(Work instructions) Quote every line as given.

------ Given data ------

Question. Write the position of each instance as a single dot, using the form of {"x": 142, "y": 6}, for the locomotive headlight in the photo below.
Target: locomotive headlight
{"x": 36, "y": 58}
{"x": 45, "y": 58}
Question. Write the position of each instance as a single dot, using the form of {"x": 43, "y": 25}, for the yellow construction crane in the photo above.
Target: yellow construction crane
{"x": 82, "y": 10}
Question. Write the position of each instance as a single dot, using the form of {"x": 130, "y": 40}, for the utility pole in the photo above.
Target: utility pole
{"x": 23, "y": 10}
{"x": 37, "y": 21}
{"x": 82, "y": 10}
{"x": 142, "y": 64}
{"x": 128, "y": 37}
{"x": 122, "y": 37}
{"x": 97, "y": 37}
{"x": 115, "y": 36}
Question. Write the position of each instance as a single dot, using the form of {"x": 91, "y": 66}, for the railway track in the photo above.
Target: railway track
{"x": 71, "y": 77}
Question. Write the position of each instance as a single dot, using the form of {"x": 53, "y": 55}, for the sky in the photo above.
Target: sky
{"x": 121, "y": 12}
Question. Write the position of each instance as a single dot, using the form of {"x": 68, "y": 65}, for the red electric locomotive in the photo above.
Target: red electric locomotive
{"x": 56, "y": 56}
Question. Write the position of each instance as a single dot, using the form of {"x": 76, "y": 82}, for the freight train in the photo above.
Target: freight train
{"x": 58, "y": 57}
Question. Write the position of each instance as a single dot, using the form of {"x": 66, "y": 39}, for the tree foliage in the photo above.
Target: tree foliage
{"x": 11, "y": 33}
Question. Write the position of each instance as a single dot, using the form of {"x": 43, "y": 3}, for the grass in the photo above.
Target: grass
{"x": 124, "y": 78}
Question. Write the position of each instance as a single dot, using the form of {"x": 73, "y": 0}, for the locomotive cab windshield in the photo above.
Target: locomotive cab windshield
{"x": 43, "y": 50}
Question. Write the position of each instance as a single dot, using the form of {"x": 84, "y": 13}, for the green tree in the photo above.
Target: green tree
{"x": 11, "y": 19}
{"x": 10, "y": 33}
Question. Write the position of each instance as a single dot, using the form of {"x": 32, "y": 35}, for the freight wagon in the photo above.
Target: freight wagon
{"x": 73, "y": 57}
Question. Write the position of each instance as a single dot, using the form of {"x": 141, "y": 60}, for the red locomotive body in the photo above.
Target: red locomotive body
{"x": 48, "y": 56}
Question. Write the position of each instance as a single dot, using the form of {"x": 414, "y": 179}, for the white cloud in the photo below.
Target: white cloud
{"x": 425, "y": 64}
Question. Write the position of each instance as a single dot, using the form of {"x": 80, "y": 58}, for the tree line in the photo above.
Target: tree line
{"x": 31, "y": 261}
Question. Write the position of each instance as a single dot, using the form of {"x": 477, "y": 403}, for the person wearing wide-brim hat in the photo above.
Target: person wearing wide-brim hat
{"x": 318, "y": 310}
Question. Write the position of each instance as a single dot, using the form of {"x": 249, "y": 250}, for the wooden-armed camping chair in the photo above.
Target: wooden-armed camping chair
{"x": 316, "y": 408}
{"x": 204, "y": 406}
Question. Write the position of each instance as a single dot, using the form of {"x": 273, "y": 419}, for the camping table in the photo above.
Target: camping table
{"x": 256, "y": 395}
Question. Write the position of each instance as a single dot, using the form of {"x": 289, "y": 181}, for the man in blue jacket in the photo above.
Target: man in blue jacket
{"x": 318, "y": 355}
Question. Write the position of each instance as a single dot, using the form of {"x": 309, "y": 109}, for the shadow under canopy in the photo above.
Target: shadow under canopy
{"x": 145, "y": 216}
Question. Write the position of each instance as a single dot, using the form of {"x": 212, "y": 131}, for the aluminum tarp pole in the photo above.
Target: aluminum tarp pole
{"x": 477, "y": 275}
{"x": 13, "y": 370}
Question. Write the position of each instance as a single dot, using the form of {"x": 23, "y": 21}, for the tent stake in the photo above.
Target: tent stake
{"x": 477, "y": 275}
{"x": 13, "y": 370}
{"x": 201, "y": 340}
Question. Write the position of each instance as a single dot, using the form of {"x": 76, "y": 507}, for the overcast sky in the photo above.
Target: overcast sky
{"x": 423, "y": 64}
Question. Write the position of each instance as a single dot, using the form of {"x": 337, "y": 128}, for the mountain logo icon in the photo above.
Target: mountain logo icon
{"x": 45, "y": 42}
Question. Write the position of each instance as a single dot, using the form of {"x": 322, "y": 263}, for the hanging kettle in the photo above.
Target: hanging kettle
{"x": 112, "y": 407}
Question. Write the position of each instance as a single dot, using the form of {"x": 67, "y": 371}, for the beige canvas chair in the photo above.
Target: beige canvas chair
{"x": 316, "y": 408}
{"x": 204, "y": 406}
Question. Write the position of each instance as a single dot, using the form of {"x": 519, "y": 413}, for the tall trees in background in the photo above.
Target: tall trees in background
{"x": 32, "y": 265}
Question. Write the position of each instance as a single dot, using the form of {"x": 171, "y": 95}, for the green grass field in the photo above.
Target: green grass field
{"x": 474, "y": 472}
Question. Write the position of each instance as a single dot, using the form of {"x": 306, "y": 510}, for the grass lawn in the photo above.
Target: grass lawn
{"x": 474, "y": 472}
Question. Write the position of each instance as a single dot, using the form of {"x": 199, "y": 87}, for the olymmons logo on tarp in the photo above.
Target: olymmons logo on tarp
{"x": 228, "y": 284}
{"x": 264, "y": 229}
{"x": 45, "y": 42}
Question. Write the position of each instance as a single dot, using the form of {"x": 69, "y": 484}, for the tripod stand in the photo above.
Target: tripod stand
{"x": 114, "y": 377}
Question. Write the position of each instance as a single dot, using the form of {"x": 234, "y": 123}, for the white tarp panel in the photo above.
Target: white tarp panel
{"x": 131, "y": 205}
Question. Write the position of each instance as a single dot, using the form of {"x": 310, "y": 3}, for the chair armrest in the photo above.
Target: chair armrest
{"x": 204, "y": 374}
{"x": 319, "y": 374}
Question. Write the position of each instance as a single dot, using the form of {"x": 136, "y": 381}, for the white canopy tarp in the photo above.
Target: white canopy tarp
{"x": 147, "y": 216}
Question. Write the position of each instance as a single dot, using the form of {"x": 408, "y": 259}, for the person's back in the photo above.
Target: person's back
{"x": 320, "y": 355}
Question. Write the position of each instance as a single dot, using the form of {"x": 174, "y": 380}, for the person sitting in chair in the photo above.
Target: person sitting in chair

------

(Task output)
Question. Write the position of each instance as a single dot, using the form of {"x": 142, "y": 6}, for the locomotive headlight in the photo below.
Target: locomotive headlight
{"x": 36, "y": 58}
{"x": 45, "y": 58}
Question. Write the position of each instance as a single dot, using the form of {"x": 43, "y": 25}, for the yellow construction crane in the photo above.
Target: yellow construction crane
{"x": 82, "y": 10}
Question. Write the position of each instance as a single dot, using the form of {"x": 130, "y": 40}, for the utility pole in the photo above.
Target: utility pole
{"x": 23, "y": 10}
{"x": 37, "y": 21}
{"x": 82, "y": 10}
{"x": 142, "y": 64}
{"x": 128, "y": 37}
{"x": 122, "y": 37}
{"x": 97, "y": 37}
{"x": 115, "y": 36}
Question. Write the position of each instance as a single dot, using the form of {"x": 91, "y": 66}, for the railway track in the photo above.
Target: railway track
{"x": 71, "y": 77}
Question. Write the position of each instance as a single dot, using the form of {"x": 53, "y": 55}, for the sky in the photo above.
Target: sky
{"x": 121, "y": 12}
Question. Write the position of each instance as a single dot, using the form of {"x": 68, "y": 65}, for the red electric locomotive in the photo above.
Target: red electric locomotive
{"x": 56, "y": 56}
Question. Write the position of each instance as a single dot, using the form of {"x": 76, "y": 82}, for the freight train in the photo above.
Target: freight train
{"x": 58, "y": 57}
Question. Write the position of each instance as a single dot, using the form of {"x": 66, "y": 39}, for the tree foliage in the photo above.
Target: tree foliage
{"x": 11, "y": 33}
Question. Write the position of each instance as a single dot, using the form of {"x": 43, "y": 3}, for the grass in the photo above.
Target: grass
{"x": 124, "y": 78}
Question. Write the position of each instance as a single dot, using the form of {"x": 73, "y": 0}, for the locomotive cab windshield in the photo above.
Target: locomotive cab windshield
{"x": 43, "y": 50}
Question. Write the position of each instance as a single dot, using the form of {"x": 84, "y": 13}, for the green tree in the photo above.
Target: green tree
{"x": 11, "y": 19}
{"x": 10, "y": 33}
Question. Write the position of each instance as a single dot, using the form of {"x": 32, "y": 35}, for the freight wagon in the photo above.
Target: freight wagon
{"x": 73, "y": 57}
Question. Write the position of each instance as a single dot, using the form of {"x": 141, "y": 60}, for the red locomotive body in the photo above.
Target: red locomotive body
{"x": 48, "y": 56}
Question. Write the position of each instance as a single dot, using the form of {"x": 414, "y": 179}, for the white cloud in the photo below.
Target: white cloud
{"x": 425, "y": 64}
Question. Write the position of each instance as a single dot, using the form of {"x": 80, "y": 58}, for the tree line in the photo above.
Target: tree line
{"x": 31, "y": 261}
Question. Write the position of each instance as a single dot, using the form of {"x": 477, "y": 403}, for the person wearing wide-brim hat in the photo above.
Target: person wearing wide-brim hat
{"x": 318, "y": 310}
Question. Write the position of each instance as a single dot, using the form of {"x": 249, "y": 250}, for the wooden-armed camping chair in the photo above.
Target: wooden-armed camping chair
{"x": 316, "y": 408}
{"x": 204, "y": 406}
Question. Write the position of each instance as a single dot, using the form of {"x": 273, "y": 419}, for the camping table in the photo above.
Target: camping table
{"x": 256, "y": 395}
Question. Write the position of each instance as a single dot, using the form of {"x": 289, "y": 181}, for the man in blue jacket in the photo above.
Target: man in blue jacket
{"x": 318, "y": 355}
Question. Write the position of each instance as a single dot, using the form of {"x": 309, "y": 109}, for the shadow under canopy in the photo above.
Target: shadow under canopy
{"x": 145, "y": 216}
Question. Write the position of each instance as a single dot, using the form of {"x": 212, "y": 131}, for the aluminum tarp pole in the photo above.
Target: aluminum tarp pole
{"x": 477, "y": 275}
{"x": 13, "y": 370}
Question. Write the position of each instance as a single dot, using the form of {"x": 23, "y": 21}, for the tent stake in the photo above.
Target: tent stake
{"x": 477, "y": 275}
{"x": 13, "y": 370}
{"x": 201, "y": 340}
Question. Write the position of each instance as a single dot, using the form of {"x": 76, "y": 507}, for the overcast sky in the photo above.
Target: overcast sky
{"x": 423, "y": 64}
Question. Write the position of each instance as a single dot, using the form of {"x": 337, "y": 128}, for the mountain logo icon in the photo above.
Target: mountain logo icon
{"x": 45, "y": 42}
Question. Write the position of each instance as a single dot, using the form of {"x": 322, "y": 263}, for the hanging kettle in the photo above.
Target: hanging kettle
{"x": 112, "y": 407}
Question. Write the position of each instance as a single dot, using the form of {"x": 67, "y": 371}, for the beige canvas chair in the photo above.
Target: beige canvas chair
{"x": 316, "y": 408}
{"x": 204, "y": 406}
Question. Write the position of each instance as a single dot, using the form of {"x": 519, "y": 413}, for the tall trees in background in the photo above.
Target: tall trees in background
{"x": 32, "y": 265}
Question. Write the position of each instance as a single dot, using the form of {"x": 171, "y": 95}, for the green grass field in the photo above.
Target: green grass field
{"x": 474, "y": 472}
Question. Write the position of each instance as a single dot, using the form of {"x": 306, "y": 510}, for the grass lawn in the photo above.
Target: grass lawn
{"x": 474, "y": 472}
Question. Write the position of each instance as a single dot, using the form of {"x": 199, "y": 87}, for the olymmons logo on tarp in the photo above.
Target: olymmons logo on tarp
{"x": 228, "y": 284}
{"x": 264, "y": 229}
{"x": 45, "y": 42}
Question. Write the position of each instance as a single dot, using the form of {"x": 69, "y": 484}, for the tripod stand in the photo above.
Target: tripod stand
{"x": 114, "y": 377}
Question. Write the position of each instance as a single dot, using the form of {"x": 234, "y": 123}, for the white tarp panel in the photo above.
Target: white tarp panel
{"x": 131, "y": 205}
Question. Write the position of each instance as a single dot, using the form of {"x": 310, "y": 3}, for the chair armrest in the photo above.
Target: chair armrest
{"x": 204, "y": 374}
{"x": 319, "y": 374}
Question. Write the position of each instance as a single dot, using the form of {"x": 136, "y": 381}, for the white canopy tarp in the photo above.
Target: white canopy tarp
{"x": 147, "y": 216}
Question. Write the position of each instance as a single dot, using the form of {"x": 408, "y": 259}, for the person's back in the photo above.
Target: person's back
{"x": 320, "y": 355}
Question. Write the position of each instance as a single dot, using the form of {"x": 174, "y": 380}, for the person sitting in chair in the photo above.
Target: person sitting in chair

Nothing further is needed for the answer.